# INPUT:
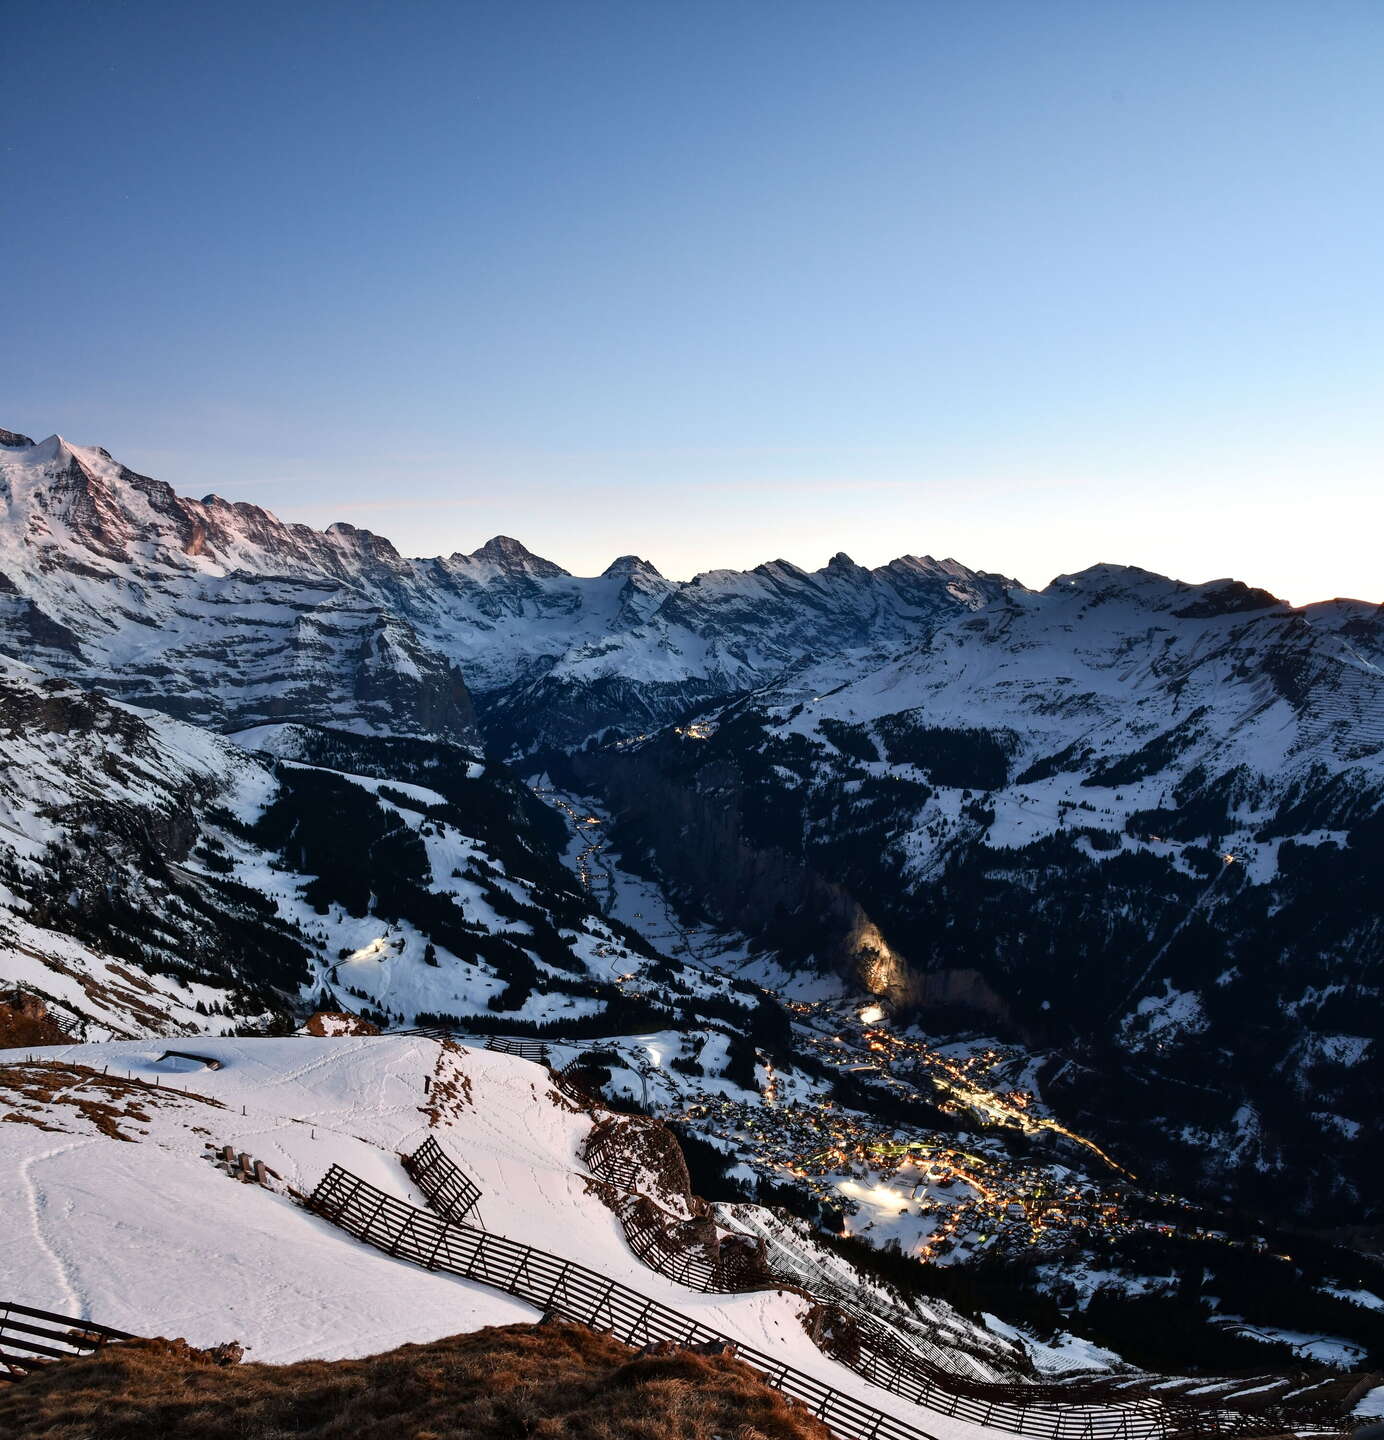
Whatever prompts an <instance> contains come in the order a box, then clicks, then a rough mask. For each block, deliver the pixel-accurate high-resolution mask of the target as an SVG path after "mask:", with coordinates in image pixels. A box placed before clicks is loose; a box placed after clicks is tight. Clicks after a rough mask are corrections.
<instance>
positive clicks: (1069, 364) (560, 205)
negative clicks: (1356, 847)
mask: <svg viewBox="0 0 1384 1440" xmlns="http://www.w3.org/2000/svg"><path fill="white" fill-rule="evenodd" d="M4 35H6V50H7V58H6V72H4V84H3V86H0V127H3V128H0V143H3V145H4V160H6V190H4V196H6V203H4V219H3V222H0V276H3V295H4V318H6V336H7V343H6V346H4V354H3V360H0V380H3V384H0V425H6V426H10V428H14V429H20V431H24V432H27V433H30V435H35V436H42V435H48V433H49V432H52V431H59V432H60V433H63V435H66V436H68V438H69V439H71V441H73V442H78V444H99V445H105V446H107V448H108V449H111V451H112V452H114V454H115V455H117V458H120V459H124V461H125V462H127V464H130V465H132V467H134V468H137V469H141V471H145V472H148V474H154V475H157V477H158V478H163V480H167V481H170V482H171V484H174V485H176V487H177V488H179V490H181V491H184V492H190V494H199V495H200V494H205V492H206V491H210V490H215V491H217V492H220V494H223V495H226V497H230V498H235V500H252V501H255V503H258V504H262V505H265V507H268V508H272V510H277V511H278V513H279V514H282V516H285V517H288V518H294V520H301V521H305V523H310V524H317V526H324V524H327V523H330V521H333V520H349V521H353V523H356V524H360V526H367V527H370V528H373V530H377V531H380V533H383V534H386V536H389V537H390V539H392V540H395V543H396V544H397V546H399V547H400V549H402V550H405V552H406V553H412V554H435V553H448V552H451V550H471V549H475V546H478V544H480V543H481V541H484V540H485V539H487V537H488V536H491V534H495V533H497V531H498V533H507V534H514V536H518V537H520V539H523V540H524V541H526V543H527V544H529V546H530V547H531V549H534V550H537V552H539V553H542V554H546V556H549V557H550V559H554V560H557V562H559V563H562V564H565V566H567V567H569V569H572V570H575V572H578V573H595V572H598V570H601V569H603V567H605V564H606V563H608V562H609V560H611V559H612V557H614V556H616V554H619V553H626V552H634V553H638V554H642V556H645V557H648V559H650V560H652V562H654V563H655V564H657V566H658V567H660V569H661V570H664V573H667V575H674V576H688V575H691V573H694V572H697V570H701V569H711V567H722V566H736V567H743V566H749V564H755V563H758V562H760V560H766V559H773V557H778V556H783V557H788V559H791V560H795V562H796V563H799V564H804V566H808V567H815V566H818V564H821V563H824V562H825V560H827V559H828V556H831V554H832V553H834V552H838V550H845V552H848V553H850V554H851V556H853V557H854V559H855V560H858V562H861V563H867V564H877V563H881V562H884V560H887V559H890V557H893V556H896V554H900V553H932V554H936V556H955V557H956V559H961V560H963V562H966V563H968V564H972V566H976V567H984V569H989V570H1001V572H1005V573H1010V575H1015V576H1018V577H1020V579H1023V580H1024V582H1027V583H1030V585H1043V583H1046V582H1047V580H1048V579H1051V577H1053V576H1054V575H1057V573H1060V572H1067V570H1074V569H1080V567H1083V566H1086V564H1092V563H1095V562H1123V563H1133V564H1142V566H1146V567H1149V569H1156V570H1162V572H1165V573H1172V575H1177V576H1178V577H1181V579H1188V580H1205V579H1213V577H1218V576H1223V575H1236V576H1239V577H1241V579H1246V580H1249V582H1252V583H1256V585H1263V586H1266V588H1269V589H1272V590H1275V592H1276V593H1280V595H1283V596H1285V598H1288V599H1290V600H1293V602H1298V603H1302V602H1308V600H1315V599H1324V598H1328V596H1332V595H1355V596H1358V598H1362V599H1370V600H1381V599H1384V559H1381V533H1384V189H1381V176H1384V4H1380V3H1378V0H1368V3H1336V0H1312V3H1308V0H1302V3H1296V4H1286V3H1276V0H1253V3H1250V0H1244V3H1231V0H1197V3H1178V0H1158V3H1132V0H1131V3H1119V0H1102V3H1089V4H1087V3H1070V0H1053V3H1044V0H1018V3H1007V0H968V3H958V4H951V3H926V0H917V3H884V0H857V3H838V4H819V3H811V0H794V3H786V0H758V3H756V0H736V3H719V0H677V3H674V0H642V3H606V0H563V3H537V0H507V3H497V4H490V3H465V0H455V3H410V0H395V3H377V4H364V3H349V0H341V3H321V4H314V3H307V0H304V3H291V4H282V3H274V4H261V3H246V0H238V3H230V4H215V6H212V4H194V3H187V0H180V3H168V4H163V3H143V0H128V3H115V0H102V3H73V0H40V3H35V0H12V3H10V4H7V6H6V7H4Z"/></svg>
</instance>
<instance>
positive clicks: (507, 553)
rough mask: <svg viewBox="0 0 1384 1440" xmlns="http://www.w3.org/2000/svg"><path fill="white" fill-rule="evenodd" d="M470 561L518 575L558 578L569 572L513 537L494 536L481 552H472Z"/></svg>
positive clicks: (481, 549)
mask: <svg viewBox="0 0 1384 1440" xmlns="http://www.w3.org/2000/svg"><path fill="white" fill-rule="evenodd" d="M467 559H468V560H481V562H484V563H487V564H493V566H495V567H497V569H501V570H508V572H511V573H516V575H543V576H557V575H566V573H567V572H566V570H565V569H563V567H562V566H560V564H553V562H552V560H544V559H543V557H542V556H537V554H534V553H533V552H531V550H530V549H529V547H527V546H526V544H524V543H523V541H520V540H516V539H514V537H513V536H493V537H491V539H490V540H487V541H485V544H482V546H481V549H480V550H472V552H471V554H468V556H467Z"/></svg>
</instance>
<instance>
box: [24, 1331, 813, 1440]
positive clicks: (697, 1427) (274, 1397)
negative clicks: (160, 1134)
mask: <svg viewBox="0 0 1384 1440" xmlns="http://www.w3.org/2000/svg"><path fill="white" fill-rule="evenodd" d="M0 1434H3V1436H7V1437H10V1436H12V1437H14V1440H153V1437H166V1436H168V1437H171V1436H176V1437H179V1440H246V1437H253V1440H287V1437H291V1436H292V1437H311V1440H521V1437H534V1440H830V1437H828V1431H827V1428H825V1427H824V1426H822V1424H821V1423H819V1421H818V1420H815V1418H814V1417H812V1416H809V1414H808V1413H806V1411H805V1410H804V1408H802V1407H799V1405H798V1404H796V1403H794V1401H789V1400H786V1398H785V1397H783V1395H781V1394H779V1392H778V1391H775V1390H770V1388H769V1387H768V1385H765V1384H763V1382H762V1381H760V1378H759V1377H758V1375H756V1374H755V1371H752V1369H750V1368H749V1367H747V1365H745V1364H742V1362H740V1361H737V1359H730V1358H726V1356H709V1355H696V1354H690V1352H687V1351H680V1352H675V1354H671V1355H638V1354H637V1352H635V1351H632V1349H631V1348H629V1346H628V1345H621V1344H618V1342H616V1341H614V1339H611V1338H609V1336H608V1335H601V1333H596V1332H593V1331H589V1329H586V1328H585V1326H582V1325H569V1323H566V1322H546V1323H543V1325H508V1326H504V1328H490V1329H484V1331H477V1332H475V1333H471V1335H454V1336H451V1338H449V1339H442V1341H435V1342H432V1344H429V1345H403V1346H400V1348H399V1349H395V1351H389V1352H387V1354H383V1355H373V1356H370V1358H367V1359H349V1361H301V1362H300V1364H295V1365H229V1367H225V1365H219V1364H216V1362H209V1361H207V1358H206V1356H202V1355H197V1354H196V1352H192V1354H189V1351H187V1346H183V1345H181V1342H176V1341H174V1342H168V1341H135V1342H130V1344H122V1345H109V1346H107V1349H104V1351H102V1352H99V1354H96V1355H92V1356H88V1358H85V1359H75V1361H65V1362H60V1364H55V1365H50V1367H48V1368H46V1369H42V1371H36V1372H35V1374H33V1375H30V1377H29V1378H27V1380H23V1381H20V1382H17V1384H14V1385H3V1384H0Z"/></svg>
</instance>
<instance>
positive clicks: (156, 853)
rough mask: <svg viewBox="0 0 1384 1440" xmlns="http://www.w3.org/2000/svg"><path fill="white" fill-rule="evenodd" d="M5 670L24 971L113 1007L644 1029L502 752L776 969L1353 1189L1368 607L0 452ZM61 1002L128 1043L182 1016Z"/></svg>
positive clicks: (1360, 1163) (625, 850)
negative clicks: (699, 534) (1127, 1069)
mask: <svg viewBox="0 0 1384 1440" xmlns="http://www.w3.org/2000/svg"><path fill="white" fill-rule="evenodd" d="M0 654H3V655H9V657H12V664H10V665H9V667H7V670H6V685H7V690H6V696H7V700H6V704H7V707H9V713H10V714H12V716H13V720H12V721H10V726H12V730H10V733H12V736H13V750H12V753H13V755H14V756H16V762H14V763H13V765H12V766H10V768H9V770H7V772H6V775H4V778H3V786H4V804H6V805H7V806H9V809H10V824H12V831H6V832H4V834H6V835H9V837H10V840H9V841H7V844H10V858H9V868H7V870H6V871H4V876H6V880H4V883H6V884H7V886H9V891H7V894H9V899H7V900H6V906H7V912H6V913H7V919H6V922H4V923H7V924H9V926H10V932H9V935H10V936H12V937H13V953H14V955H29V953H39V955H43V956H48V959H49V960H52V959H53V958H55V956H58V958H60V960H62V965H68V966H72V965H75V963H76V962H75V960H72V958H71V952H69V949H65V946H73V945H75V946H78V948H84V946H85V950H84V952H82V953H84V956H85V958H84V959H82V960H81V965H85V966H88V968H91V966H96V968H95V969H92V971H91V973H92V975H95V978H96V979H95V984H96V985H101V986H104V985H108V982H109V979H111V973H112V972H111V969H109V966H112V965H121V966H124V968H125V969H127V971H128V966H130V965H134V966H137V968H138V969H137V972H135V971H128V973H131V975H134V973H138V975H143V976H154V978H156V979H153V981H150V984H156V985H157V986H163V985H164V981H161V979H157V976H160V975H163V976H166V978H168V976H176V982H177V984H183V982H186V984H197V982H202V984H209V985H215V986H220V991H219V994H222V995H225V998H223V999H220V1001H215V1002H213V1001H207V999H205V998H203V996H200V992H193V991H189V994H196V995H197V998H199V999H203V1007H205V1008H213V1004H215V1005H219V1007H220V1008H223V1009H230V1011H232V1012H233V1014H235V1015H236V1018H238V1020H241V1021H245V1020H248V1018H249V1017H252V1015H256V1014H261V1012H262V1011H265V1009H272V1008H282V1007H285V1005H298V1004H305V1002H307V1001H308V999H310V998H314V996H315V995H317V992H318V991H320V989H327V991H328V992H330V995H328V998H330V999H333V1001H334V1002H338V1004H354V1005H369V1007H372V1008H373V1009H377V1011H380V1012H382V1014H383V1012H387V1014H389V1015H390V1017H393V1015H403V1017H405V1018H415V1017H418V1015H426V1014H465V1015H475V1014H477V1012H484V1011H494V1012H501V1014H511V1015H518V1017H520V1018H523V1020H530V1021H533V1020H552V1018H554V1014H556V1011H554V1007H557V1008H562V1009H565V1011H569V1012H573V1014H580V1015H592V1014H605V1012H611V1014H616V1012H618V1011H619V1007H621V1004H622V1001H621V998H619V995H618V992H616V989H615V988H614V986H615V984H616V979H618V976H619V966H621V963H622V956H625V955H628V953H629V946H632V945H637V943H639V942H637V937H634V936H631V935H629V933H626V932H624V930H622V929H621V927H619V926H615V924H612V923H609V922H608V920H606V919H605V917H602V916H601V913H599V910H598V906H596V904H595V901H593V899H592V896H590V894H589V893H586V891H585V890H583V888H582V887H580V886H578V884H576V883H575V877H573V874H572V871H570V870H566V868H563V865H562V863H560V858H559V855H560V852H562V851H563V850H565V848H566V844H567V837H566V835H565V834H559V832H554V831H553V829H552V828H550V825H549V822H553V821H554V816H553V815H552V814H550V812H547V811H546V809H543V808H542V806H540V805H539V804H537V802H536V801H534V799H533V796H530V795H529V792H527V791H526V789H524V788H523V786H520V785H517V783H516V780H514V779H513V778H511V776H510V775H507V773H505V772H504V770H503V768H500V766H498V765H490V766H488V768H485V766H484V763H482V762H481V759H480V753H481V752H480V744H481V736H482V734H484V737H485V740H487V742H488V743H490V746H491V750H493V753H500V755H507V756H514V755H523V753H529V755H530V756H531V757H533V763H531V765H530V766H529V768H530V769H534V770H540V769H547V770H549V773H550V776H553V778H556V779H557V782H559V783H562V785H567V786H570V789H572V791H573V792H580V793H586V795H599V796H601V798H602V799H603V804H605V805H606V808H608V811H609V812H611V815H612V816H614V819H615V828H616V835H618V838H619V842H621V844H622V845H624V847H625V851H626V854H628V855H631V857H642V861H641V863H642V864H644V867H645V870H647V871H648V873H650V874H651V876H652V877H654V878H655V881H657V883H661V884H664V887H665V888H673V890H675V891H677V893H678V894H680V897H681V899H683V900H684V901H686V903H688V904H690V906H691V907H693V909H694V910H696V912H697V913H698V914H700V916H701V917H703V919H706V917H710V919H711V920H714V922H716V923H720V924H723V926H733V927H736V929H739V930H742V932H745V933H747V935H750V936H753V937H756V939H758V940H759V942H760V943H762V945H765V946H766V948H770V949H773V950H776V952H778V956H779V966H781V968H779V971H778V973H782V972H783V969H785V968H786V969H789V971H791V969H798V971H812V969H814V968H824V969H835V971H837V972H838V973H844V975H847V976H848V978H851V979H853V981H854V982H858V984H860V985H863V986H864V988H867V989H870V991H873V992H876V994H880V995H881V996H886V998H887V999H889V1001H890V1002H891V1004H894V1005H896V1007H897V1009H899V1012H900V1014H902V1015H922V1017H923V1020H925V1021H926V1022H927V1024H932V1025H935V1027H958V1025H968V1024H982V1025H985V1027H998V1028H1004V1030H1007V1032H1010V1034H1014V1035H1020V1037H1023V1038H1024V1040H1025V1041H1027V1043H1030V1044H1033V1045H1038V1047H1043V1045H1061V1047H1064V1050H1067V1051H1069V1053H1070V1054H1069V1058H1070V1060H1071V1063H1070V1064H1069V1063H1063V1066H1061V1067H1057V1066H1054V1067H1053V1074H1051V1077H1050V1080H1051V1086H1056V1087H1067V1089H1069V1092H1070V1103H1071V1104H1073V1106H1079V1107H1083V1115H1084V1120H1083V1123H1087V1125H1090V1126H1092V1128H1093V1129H1097V1130H1100V1129H1102V1128H1103V1132H1105V1133H1116V1135H1118V1136H1120V1138H1122V1140H1128V1143H1131V1145H1135V1146H1143V1148H1145V1149H1146V1151H1148V1153H1149V1156H1151V1164H1154V1165H1155V1166H1159V1168H1161V1172H1162V1174H1167V1175H1171V1176H1177V1175H1187V1174H1194V1175H1197V1176H1200V1178H1201V1179H1203V1181H1205V1182H1207V1184H1210V1185H1213V1187H1223V1189H1224V1192H1239V1191H1237V1187H1240V1185H1241V1181H1243V1178H1244V1176H1262V1175H1263V1174H1272V1175H1275V1176H1276V1179H1277V1181H1279V1182H1280V1187H1279V1188H1280V1194H1282V1197H1283V1204H1285V1205H1299V1207H1302V1208H1303V1210H1312V1211H1313V1212H1316V1214H1319V1215H1322V1217H1328V1215H1329V1217H1332V1218H1334V1217H1338V1215H1347V1214H1358V1212H1360V1207H1361V1205H1362V1204H1365V1202H1367V1200H1368V1197H1367V1194H1365V1192H1367V1189H1368V1184H1367V1176H1365V1174H1364V1171H1362V1169H1361V1161H1360V1156H1361V1155H1362V1153H1365V1148H1364V1140H1365V1139H1368V1138H1370V1136H1374V1138H1378V1125H1380V1120H1378V1116H1380V1106H1381V1103H1384V1096H1380V1094H1378V1081H1377V1071H1378V1066H1377V1050H1378V1044H1380V1041H1381V1034H1380V1027H1378V1020H1377V1017H1378V1012H1380V998H1381V994H1384V978H1381V963H1384V960H1381V956H1384V912H1381V900H1380V891H1378V874H1380V865H1381V863H1384V835H1381V827H1384V819H1381V815H1384V608H1381V606H1375V605H1371V603H1367V602H1360V600H1328V602H1324V603H1319V605H1312V606H1308V608H1305V609H1293V608H1290V606H1288V605H1285V603H1282V602H1279V600H1276V599H1275V598H1273V596H1272V595H1267V593H1266V592H1263V590H1256V589H1253V588H1250V586H1247V585H1244V583H1241V582H1234V580H1218V582H1211V583H1207V585H1185V583H1181V582H1177V580H1169V579H1167V577H1162V576H1156V575H1151V573H1148V572H1143V570H1136V569H1131V567H1120V566H1110V564H1099V566H1095V567H1092V569H1089V570H1084V572H1082V573H1079V575H1071V576H1061V577H1059V579H1057V580H1054V582H1053V583H1051V585H1050V586H1047V588H1046V589H1043V590H1038V592H1035V590H1030V589H1025V588H1024V586H1021V585H1018V583H1015V582H1012V580H1007V579H1005V577H1002V576H998V575H989V573H987V572H981V570H972V569H968V567H966V566H962V564H959V563H956V562H953V560H942V562H938V560H932V559H927V557H922V559H919V557H903V559H899V560H894V562H891V563H890V564H887V566H880V567H877V569H873V570H871V569H864V567H861V566H857V564H854V563H853V562H850V560H848V559H847V557H845V556H837V557H835V559H832V560H831V563H830V564H827V566H825V567H822V569H821V570H818V572H812V573H809V572H805V570H801V569H798V567H796V566H794V564H789V563H788V562H783V560H776V562H770V563H766V564H762V566H758V567H755V569H753V570H749V572H732V570H713V572H709V573H706V575H700V576H697V577H696V579H693V580H690V582H674V580H668V579H665V577H662V576H660V575H658V572H657V570H655V569H654V567H652V566H651V564H648V563H647V562H645V560H642V559H638V557H635V556H622V557H621V559H619V560H616V562H614V563H612V564H611V566H609V567H608V569H606V572H605V573H603V575H601V576H595V577H578V576H572V575H567V573H566V572H565V570H563V569H562V567H559V566H556V564H553V563H552V562H547V560H543V559H540V557H537V556H534V554H531V553H530V552H529V550H526V549H524V546H523V544H520V543H518V541H517V540H513V539H507V537H503V536H501V537H495V539H493V540H490V541H488V543H487V544H484V546H481V547H480V549H478V550H475V552H472V553H469V554H459V553H458V554H451V556H445V557H435V559H408V557H403V556H400V554H399V553H397V552H396V550H395V547H393V546H392V544H389V541H387V540H383V539H380V537H377V536H373V534H370V533H369V531H363V530H356V528H353V527H350V526H333V527H330V528H327V530H325V531H317V530H313V528H308V527H305V526H295V524H285V523H284V521H281V520H278V518H277V517H275V516H272V514H271V513H269V511H265V510H261V508H258V507H255V505H248V504H232V503H228V501H225V500H220V498H217V497H215V495H212V497H206V498H205V500H200V501H194V500H187V498H183V497H180V495H177V494H176V492H174V491H173V490H171V488H170V487H168V485H166V484H163V482H160V481H154V480H150V478H147V477H141V475H137V474H134V472H132V471H130V469H128V468H125V467H122V465H120V464H118V462H117V461H114V459H112V458H111V456H109V455H108V454H107V452H105V451H102V449H96V448H84V446H73V445H69V444H66V442H65V441H62V439H60V438H58V436H50V438H49V439H46V441H43V442H40V444H35V442H32V441H27V439H26V438H24V436H20V435H16V433H13V432H3V433H0ZM16 665H24V667H30V668H27V670H17V668H14V667H16ZM79 716H86V717H94V719H88V720H79V719H76V717H79ZM177 721H181V724H179V723H177ZM544 816H546V818H544ZM1226 857H1230V860H1227V858H1226ZM69 881H71V883H69ZM255 896H259V897H264V899H262V901H261V903H259V904H258V909H256V903H255V900H253V897H255ZM207 906H210V912H207V910H206V907H207ZM144 913H147V914H158V916H160V920H158V923H156V924H150V923H147V922H141V920H138V919H137V916H140V914H144ZM209 913H210V914H215V916H216V917H217V919H216V923H215V926H212V927H210V929H209V926H207V923H206V916H207V914H209ZM458 914H459V916H461V919H458ZM199 916H202V919H199ZM228 917H230V919H228ZM232 919H233V923H232ZM26 926H27V927H30V929H37V930H43V932H45V933H48V935H49V936H56V937H58V939H52V940H48V942H45V943H36V940H35V936H33V935H32V933H30V930H24V929H23V927H26ZM207 933H215V936H216V939H215V940H207V939H206V936H207ZM59 942H60V943H59ZM98 950H99V952H101V953H99V955H98V953H96V952H98ZM429 950H431V952H432V955H433V958H438V956H441V958H442V959H444V960H445V962H446V963H442V965H439V966H432V965H429V963H428V960H426V959H425V956H426V955H428V953H429ZM94 956H95V959H94ZM98 962H99V963H98ZM24 963H26V965H27V963H29V962H27V960H26V962H24ZM48 969H49V971H50V972H52V973H58V966H55V965H53V963H49V965H48ZM98 972H99V973H98ZM667 973H670V975H673V973H675V968H671V969H670V971H668V972H667ZM766 973H768V972H766ZM79 988H82V989H84V994H85V996H86V998H85V999H82V998H81V996H76V998H73V1001H72V1002H73V1004H76V1005H78V1008H81V1009H82V1012H84V1014H85V1015H86V1017H88V1018H91V1020H94V1021H95V1022H98V1024H102V1025H105V1028H108V1030H111V1031H114V1032H121V1034H143V1032H147V1031H150V1030H167V1028H170V1025H174V1024H179V1022H180V1021H181V1020H183V1018H186V1012H187V1009H189V1005H187V1004H186V996H171V999H170V998H168V996H164V998H163V999H160V1001H158V1005H160V1007H163V1009H161V1012H160V1015H158V1017H156V1018H148V1020H147V1022H144V1021H138V1020H135V1021H131V1018H130V1011H128V1005H127V1002H125V1001H121V1005H118V1007H112V1005H111V1004H108V1002H107V1001H102V1002H101V1004H102V1005H104V1007H105V1008H101V1005H98V1004H96V1001H95V999H92V995H94V994H95V989H94V986H92V985H91V984H85V985H84V986H79ZM174 988H176V986H174ZM232 991H235V994H232ZM690 991H696V985H693V986H690ZM52 992H53V991H52V989H50V994H52ZM63 994H66V992H63ZM69 998H72V996H69ZM179 1005H181V1009H180V1008H179ZM603 1008H605V1009H603ZM192 1009H193V1012H196V1005H194V1004H193V1007H192ZM117 1012H121V1014H124V1017H125V1018H124V1020H120V1018H118V1014H117ZM1126 1066H1132V1067H1135V1068H1136V1070H1138V1076H1139V1079H1138V1084H1136V1086H1135V1087H1133V1089H1129V1087H1126V1086H1120V1084H1119V1083H1118V1077H1119V1074H1120V1070H1122V1067H1126ZM1241 1198H1243V1197H1241Z"/></svg>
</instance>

# PROBLEM REQUIREMENTS:
Using the data above, reproduce exactly the lines from the line that contains "positive clicks: (156, 853)" through the line that contains "positive clicks: (1360, 1163) (625, 850)", including both.

# EXPECTED ANSWER:
positive clicks: (156, 853)
rough mask: <svg viewBox="0 0 1384 1440" xmlns="http://www.w3.org/2000/svg"><path fill="white" fill-rule="evenodd" d="M5 670L24 971L113 1007L644 1029L502 752L776 969L1353 1189L1368 607L0 452ZM61 1002L128 1043L182 1016Z"/></svg>
positive clicks: (1360, 1163) (625, 850)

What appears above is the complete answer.